======== DATA LINES ========

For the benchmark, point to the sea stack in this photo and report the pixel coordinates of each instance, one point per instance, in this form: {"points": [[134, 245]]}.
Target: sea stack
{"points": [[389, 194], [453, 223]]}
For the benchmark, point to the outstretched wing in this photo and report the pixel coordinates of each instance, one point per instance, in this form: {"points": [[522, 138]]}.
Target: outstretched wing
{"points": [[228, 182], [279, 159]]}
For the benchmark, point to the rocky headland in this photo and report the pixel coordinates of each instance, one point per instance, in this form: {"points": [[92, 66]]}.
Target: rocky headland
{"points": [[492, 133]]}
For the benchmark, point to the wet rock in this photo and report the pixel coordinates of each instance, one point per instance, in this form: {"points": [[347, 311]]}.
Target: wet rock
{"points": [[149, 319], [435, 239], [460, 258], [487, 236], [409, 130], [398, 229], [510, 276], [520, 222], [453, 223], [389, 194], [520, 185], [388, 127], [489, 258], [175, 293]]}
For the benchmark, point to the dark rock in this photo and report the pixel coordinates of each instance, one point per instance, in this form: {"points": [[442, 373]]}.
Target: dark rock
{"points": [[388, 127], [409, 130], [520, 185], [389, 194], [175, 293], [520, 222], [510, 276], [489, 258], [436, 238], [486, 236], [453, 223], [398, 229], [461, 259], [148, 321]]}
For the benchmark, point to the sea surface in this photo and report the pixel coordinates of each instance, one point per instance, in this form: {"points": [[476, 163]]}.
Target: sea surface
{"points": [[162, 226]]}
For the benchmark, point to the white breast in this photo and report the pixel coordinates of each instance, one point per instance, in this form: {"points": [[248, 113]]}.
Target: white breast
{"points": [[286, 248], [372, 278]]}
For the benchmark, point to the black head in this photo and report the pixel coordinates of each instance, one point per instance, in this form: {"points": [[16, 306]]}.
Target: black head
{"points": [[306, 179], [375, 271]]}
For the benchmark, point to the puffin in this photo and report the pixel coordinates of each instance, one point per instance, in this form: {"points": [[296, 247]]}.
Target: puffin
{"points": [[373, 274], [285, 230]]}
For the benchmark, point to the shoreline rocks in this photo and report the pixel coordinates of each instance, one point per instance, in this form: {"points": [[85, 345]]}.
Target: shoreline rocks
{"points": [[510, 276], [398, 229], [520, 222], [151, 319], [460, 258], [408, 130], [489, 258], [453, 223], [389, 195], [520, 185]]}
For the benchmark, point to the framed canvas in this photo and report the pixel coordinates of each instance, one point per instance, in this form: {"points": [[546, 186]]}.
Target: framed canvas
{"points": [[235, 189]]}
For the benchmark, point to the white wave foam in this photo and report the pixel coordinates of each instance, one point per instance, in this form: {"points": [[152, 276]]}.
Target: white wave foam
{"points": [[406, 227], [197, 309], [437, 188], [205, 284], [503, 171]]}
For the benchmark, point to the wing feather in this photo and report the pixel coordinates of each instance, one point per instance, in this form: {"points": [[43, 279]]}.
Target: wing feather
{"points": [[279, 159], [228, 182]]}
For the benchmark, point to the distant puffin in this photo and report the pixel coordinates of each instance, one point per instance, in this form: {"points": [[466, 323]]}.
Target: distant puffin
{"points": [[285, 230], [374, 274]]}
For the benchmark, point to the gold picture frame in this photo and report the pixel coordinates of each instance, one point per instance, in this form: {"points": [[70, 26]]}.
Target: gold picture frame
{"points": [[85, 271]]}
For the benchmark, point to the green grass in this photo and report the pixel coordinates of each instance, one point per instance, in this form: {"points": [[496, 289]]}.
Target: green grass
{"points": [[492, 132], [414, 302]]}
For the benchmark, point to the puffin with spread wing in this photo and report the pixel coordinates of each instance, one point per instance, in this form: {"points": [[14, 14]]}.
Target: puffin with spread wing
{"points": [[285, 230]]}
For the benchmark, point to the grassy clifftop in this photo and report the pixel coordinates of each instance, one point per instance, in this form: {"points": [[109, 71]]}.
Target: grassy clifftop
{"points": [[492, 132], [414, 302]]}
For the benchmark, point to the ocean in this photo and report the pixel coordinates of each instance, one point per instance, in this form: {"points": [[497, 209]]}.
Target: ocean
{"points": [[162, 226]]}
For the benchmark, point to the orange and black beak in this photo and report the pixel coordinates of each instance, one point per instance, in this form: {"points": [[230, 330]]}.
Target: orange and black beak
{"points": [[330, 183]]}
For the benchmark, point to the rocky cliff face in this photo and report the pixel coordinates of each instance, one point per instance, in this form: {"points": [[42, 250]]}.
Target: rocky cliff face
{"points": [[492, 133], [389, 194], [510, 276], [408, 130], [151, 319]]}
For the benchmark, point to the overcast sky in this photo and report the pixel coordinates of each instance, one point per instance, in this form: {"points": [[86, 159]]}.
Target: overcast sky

========

EXERCISE TASK –
Reproduce every one of the lines above word for word, from the first through the last.

CORRECT RESPONSE –
For the benchmark, point to the sea stack in this photo and report the pixel coordinates of each instance, one point per instance, in this form: {"points": [[134, 245]]}.
Target: sea stack
{"points": [[389, 194], [453, 223]]}
For the benchmark, point to the outstretched wing in this photo and report the pixel coordinates of each instance, one point per instance, in this form: {"points": [[522, 138]]}.
Target: outstretched wing
{"points": [[228, 182], [279, 159]]}
For the benchmark, point to the rocky headland in this photo and report the pixel coordinates of each instance, one point per instance, in this form: {"points": [[92, 66]]}.
Target: rocky headland
{"points": [[492, 133]]}
For the benchmark, point to the wet rock in this photo and report the pixel coordinates of each instance, one point per instance, in this form: {"points": [[347, 311]]}.
Target: wet rock
{"points": [[149, 319], [435, 239], [460, 258], [487, 236], [409, 130], [398, 229], [510, 276], [520, 222], [453, 223], [389, 194], [520, 185], [388, 127], [489, 258], [175, 293]]}
For the benchmark, point to the dark rock in this photo and report the pixel coordinates of each instance, one point per instance, in this form: {"points": [[442, 373]]}.
Target: dark rock
{"points": [[388, 127], [409, 130], [520, 185], [389, 194], [175, 293], [520, 222], [510, 276], [489, 258], [436, 238], [486, 236], [453, 223], [398, 229], [461, 259], [148, 321]]}
For the benchmark, point to the sea surface in this photo and report the pixel coordinates of each instance, one point per instance, in this form: {"points": [[476, 163]]}.
Target: sea surface
{"points": [[162, 226]]}
For the benchmark, point to the white breast in this photo and report the pixel coordinates of each instance, one point per instance, in this form: {"points": [[248, 113]]}.
Target: white breast
{"points": [[286, 248], [372, 278]]}
For the benchmark, point to the black head in this photo and report the pixel coordinates of each instance, one point per instance, in this form: {"points": [[16, 306]]}.
Target: black head
{"points": [[306, 179], [375, 271]]}
For the benchmark, point to the puffin in this photo and report the pixel coordinates of each instance, one point per instance, in this form: {"points": [[296, 247]]}.
Target: puffin
{"points": [[373, 274], [285, 230]]}
For the benchmark, point to the shoreline rocks in this photo and report the pixel coordinates of each instance, one point per instance, in this form: {"points": [[85, 345]]}.
Target: shoreline rocks
{"points": [[510, 276], [398, 229], [520, 222], [151, 319], [460, 258], [408, 130], [489, 258], [453, 223], [389, 195], [520, 185]]}
For the benchmark, point to the framed canvas in this photo and report the pixel coordinates of each instance, one point per instance, in this form: {"points": [[546, 186]]}.
Target: framed canvas
{"points": [[235, 189]]}
For the benchmark, point to the white wave foam in this photo and report the pixel coordinates of each instance, one point per instance, in this form: {"points": [[152, 276]]}.
Target: white wave foam
{"points": [[406, 227], [197, 309], [437, 188], [205, 284], [503, 171]]}
For the benchmark, point to the wing feather in this photo and report the pixel coordinates of each instance, one point per instance, in this form: {"points": [[43, 279]]}.
Target: wing feather
{"points": [[279, 159], [228, 182]]}
For the benchmark, point to the distant puffin in this photo and report the pixel coordinates of each instance, one point per instance, in this form: {"points": [[466, 323]]}.
Target: distant puffin
{"points": [[285, 230], [374, 274]]}
For the benchmark, point to the gold picture frame in this photo and report the pixel coordinates of each instance, one point per instance, in this form: {"points": [[70, 26]]}.
Target: gold picture frame
{"points": [[85, 271]]}
For the benchmark, point to the green grass in this photo and report the pixel coordinates of each instance, one point per instance, in this form: {"points": [[496, 289]]}.
Target: green grass
{"points": [[492, 132], [414, 302]]}
For the benchmark, point to the puffin with spread wing in this photo and report the pixel coordinates of each instance, one point per instance, in this form: {"points": [[14, 14]]}.
Target: puffin with spread wing
{"points": [[285, 230]]}
For the benchmark, point to the grassy clifftop in this photo and report the pixel coordinates of each instance, one point per instance, in this form: {"points": [[109, 71]]}.
Target: grassy clifftop
{"points": [[492, 132], [414, 302]]}
For the benchmark, point to the ocean in this photo and report the pixel coordinates of each instance, one point per instance, in this form: {"points": [[497, 209]]}.
Target: ocean
{"points": [[162, 226]]}
For the benchmark, point to the orange and black beak in this photo and report the pixel coordinates of each instance, one point per instance, in this form: {"points": [[230, 330]]}.
Target: orange and black beak
{"points": [[330, 183]]}
For the benchmark, point to the rocky cliff face in this photo and report the pixel coordinates of each instance, one point per instance, in this form: {"points": [[42, 250]]}.
Target: rocky cliff face
{"points": [[492, 133], [389, 194], [510, 276], [408, 130], [151, 319]]}
For the benchmark, point to the overcast sky in this photo and report the pixel coordinates of each instance, one point per instance, in this form: {"points": [[86, 159]]}.
Target: overcast sky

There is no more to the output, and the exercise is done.